**Exercise task**
Render every line of the rows below as a JSON list of strings, one string per line, leaving out blank lines.

Point placement records

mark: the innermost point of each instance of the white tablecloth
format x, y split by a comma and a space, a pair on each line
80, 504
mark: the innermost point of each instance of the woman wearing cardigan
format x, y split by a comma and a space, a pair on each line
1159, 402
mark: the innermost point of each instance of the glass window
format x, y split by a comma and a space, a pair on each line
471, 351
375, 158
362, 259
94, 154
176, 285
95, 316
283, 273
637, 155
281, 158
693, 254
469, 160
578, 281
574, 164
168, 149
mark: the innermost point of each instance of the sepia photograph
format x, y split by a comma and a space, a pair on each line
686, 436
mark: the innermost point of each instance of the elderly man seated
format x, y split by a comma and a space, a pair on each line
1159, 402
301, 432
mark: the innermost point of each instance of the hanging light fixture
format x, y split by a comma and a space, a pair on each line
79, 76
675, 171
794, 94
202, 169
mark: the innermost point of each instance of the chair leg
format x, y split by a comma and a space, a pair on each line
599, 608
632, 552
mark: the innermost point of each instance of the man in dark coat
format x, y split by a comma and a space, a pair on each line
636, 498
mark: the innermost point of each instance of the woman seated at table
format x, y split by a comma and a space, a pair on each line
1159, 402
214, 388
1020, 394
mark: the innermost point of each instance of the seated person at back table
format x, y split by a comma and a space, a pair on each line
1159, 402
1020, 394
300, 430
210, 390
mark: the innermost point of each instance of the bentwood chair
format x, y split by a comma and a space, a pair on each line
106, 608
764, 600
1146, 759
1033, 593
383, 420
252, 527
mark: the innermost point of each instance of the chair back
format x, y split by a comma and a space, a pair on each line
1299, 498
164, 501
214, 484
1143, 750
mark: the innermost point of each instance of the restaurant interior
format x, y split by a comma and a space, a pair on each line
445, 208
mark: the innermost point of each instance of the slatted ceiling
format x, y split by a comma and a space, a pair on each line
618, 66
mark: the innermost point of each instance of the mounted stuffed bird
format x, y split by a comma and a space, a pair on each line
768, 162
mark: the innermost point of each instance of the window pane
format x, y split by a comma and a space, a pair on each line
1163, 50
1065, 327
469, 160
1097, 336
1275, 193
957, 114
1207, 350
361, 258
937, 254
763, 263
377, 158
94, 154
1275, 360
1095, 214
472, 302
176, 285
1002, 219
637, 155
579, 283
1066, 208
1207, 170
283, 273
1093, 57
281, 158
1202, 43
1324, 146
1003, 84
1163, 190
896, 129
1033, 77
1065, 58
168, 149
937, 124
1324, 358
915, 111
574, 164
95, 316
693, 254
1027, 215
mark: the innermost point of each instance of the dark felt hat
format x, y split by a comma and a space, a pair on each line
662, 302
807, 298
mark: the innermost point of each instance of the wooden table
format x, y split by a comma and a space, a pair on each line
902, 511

**Task result**
[
  "mark: the innermost point of each instance of the white tablecloth",
  "format x, y split by a comma and a space, a pair on each line",
  "80, 504",
  "mark: the innermost point of each instance of the woman wearing cardigan",
  "format x, y split by a comma and a space, a pair on each line",
  "1159, 402",
  "mark: the innermost point of each instance of the glass window",
  "format x, y split by a comma and a space, a pair on each line",
  "471, 351",
  "375, 158",
  "362, 259",
  "94, 154",
  "176, 285",
  "95, 316",
  "283, 273",
  "637, 155",
  "281, 158",
  "693, 254",
  "469, 160",
  "578, 281",
  "574, 164",
  "168, 149",
  "mark: the innermost point of each instance of the sepia photograph",
  "format x, y split by a comma and a space, a pair on each line",
  "686, 436",
  "mark: the innermost point of each instance of the elderly man seated",
  "format x, y split by a comma and a space, a pair on each line",
  "1159, 402",
  "301, 432",
  "mark: the innermost point of each instance of the hanging light fixture",
  "format x, y split by a comma and a space, a pair on each line",
  "79, 76",
  "675, 171",
  "794, 94",
  "202, 169",
  "mark: the innermost point of each instance of the chair leg",
  "format x, y split by a comma and a space, a pair on each line",
  "599, 608",
  "632, 552",
  "mark: the innermost point of each instance of the man in dark coat",
  "format x, y split by a comma and a space, a pair on each line",
  "636, 498",
  "mark: the innermost point of each instance of the woman seated at table",
  "format x, y split by a comma and a space, a pair on each line",
  "1159, 402",
  "214, 388",
  "1020, 394",
  "mark: the innermost point of each instance of the seated person at back table",
  "format x, y split by a comma and a space, a pair on each line",
  "1159, 402",
  "1020, 394",
  "300, 430",
  "210, 390",
  "mark: the innermost point of each instance of the bentwood chair",
  "format x, y split by a comma and a space, a pair on each line",
  "106, 608",
  "764, 600",
  "1146, 759",
  "1033, 593",
  "383, 420",
  "252, 527",
  "mark: the innermost point of each instance of the chair back",
  "format x, y split by a comma and a space, a pair on each line",
  "1299, 498",
  "164, 501",
  "214, 484",
  "1143, 750",
  "mark: the innermost point of each instance of the restaurant interior",
  "format x, y split by a comma and a space, a pair on each line",
  "445, 208",
  "mark: the innermost point of each instance of the slatted ceiling",
  "format x, y split by a comma and a space, a pair on each line",
  "618, 66",
  "mark: the innermost point of each instance of the mounted stuffed bird",
  "format x, y split by a comma and a space, a pair on each line",
  "768, 162",
  "mark: the innermost point of each instance of the window pane",
  "format x, y split by a comma and a space, a pair on each line",
  "1163, 50",
  "1065, 327",
  "469, 160",
  "1097, 336",
  "1275, 193",
  "957, 114",
  "1207, 350",
  "361, 258",
  "937, 254",
  "763, 263",
  "377, 158",
  "94, 154",
  "1275, 360",
  "1095, 214",
  "472, 302",
  "176, 285",
  "1002, 219",
  "637, 155",
  "579, 283",
  "1066, 208",
  "1207, 170",
  "283, 273",
  "1093, 57",
  "281, 158",
  "1202, 43",
  "1324, 146",
  "1003, 84",
  "1163, 190",
  "896, 129",
  "1033, 77",
  "1065, 58",
  "168, 149",
  "937, 124",
  "1324, 358",
  "915, 111",
  "574, 164",
  "95, 316",
  "693, 254",
  "1027, 215",
  "mark: the innermost point of each instance of the dark felt hat",
  "format x, y split by a comma and a space, a pair on each line",
  "662, 302",
  "807, 298",
  "mark: the innermost point of each instance of the wooden table",
  "format x, y split by a comma and a space, a pair on each line",
  "902, 511"
]